Your goal =>
An exact restatement of all the data is required, with the pictures left out.

[Stored records]
######

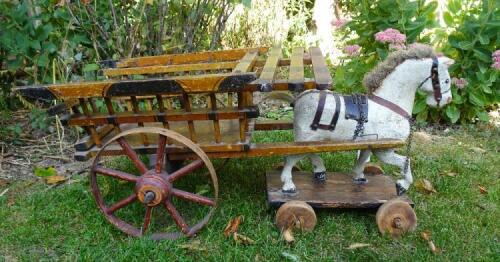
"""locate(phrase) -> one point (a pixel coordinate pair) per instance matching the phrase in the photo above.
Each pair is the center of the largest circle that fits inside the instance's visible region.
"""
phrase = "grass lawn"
(37, 222)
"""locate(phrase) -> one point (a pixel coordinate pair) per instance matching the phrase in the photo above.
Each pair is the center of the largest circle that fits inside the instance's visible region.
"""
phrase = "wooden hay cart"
(191, 108)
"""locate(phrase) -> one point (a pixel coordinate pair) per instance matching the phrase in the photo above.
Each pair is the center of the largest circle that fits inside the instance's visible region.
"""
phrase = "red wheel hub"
(152, 188)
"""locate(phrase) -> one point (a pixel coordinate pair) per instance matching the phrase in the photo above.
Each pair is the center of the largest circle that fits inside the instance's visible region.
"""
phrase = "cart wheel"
(373, 169)
(396, 217)
(296, 214)
(154, 189)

######

Finished task =>
"""locate(phrase) -> one point (a pixel coordinate pair) per instance matching the phrase in the photo above.
Each pair is the center of the largest circle that fits inside the instance's visible region.
"""
phrase = "grass lawn"
(37, 222)
"""locate(phrase) -> one point (a pixel coordinate pair) per instance matching the phrase in the photo above.
Each pair is the center of the largest circle that fits inside the instance's visible region.
"""
phrase = "wooden hay cart"
(191, 108)
"""locate(phrase) -> one point (a pixel coordinate pair) per instance matching the phrase in the photo above.
Each pair is the center of the largest circle that fits inside the instance's visible region.
"""
phrase = "red wheel hub"
(152, 188)
"""locate(phrase) -> one point (a pixel coordinate pair) per instance matching the phrase in the photo above.
Each pair is the center of the largest circle that fits inside the instance's visible region.
"""
phrase = "cart wheel"
(373, 169)
(396, 217)
(296, 214)
(154, 189)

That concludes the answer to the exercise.